▶ Requirement:
Write out all the data again, exactly as shown.

*** Opening Input material ***

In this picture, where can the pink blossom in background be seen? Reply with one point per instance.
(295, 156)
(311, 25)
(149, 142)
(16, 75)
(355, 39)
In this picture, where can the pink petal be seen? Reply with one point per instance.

*** Closing Input material ***

▶ Reply to the task:
In this picture, where can the pink blossom in background be seen? Reply with one point per instance.
(295, 156)
(311, 25)
(149, 142)
(16, 75)
(355, 39)
In this picture, where can the pink petal be seen? Reply with one point per instance.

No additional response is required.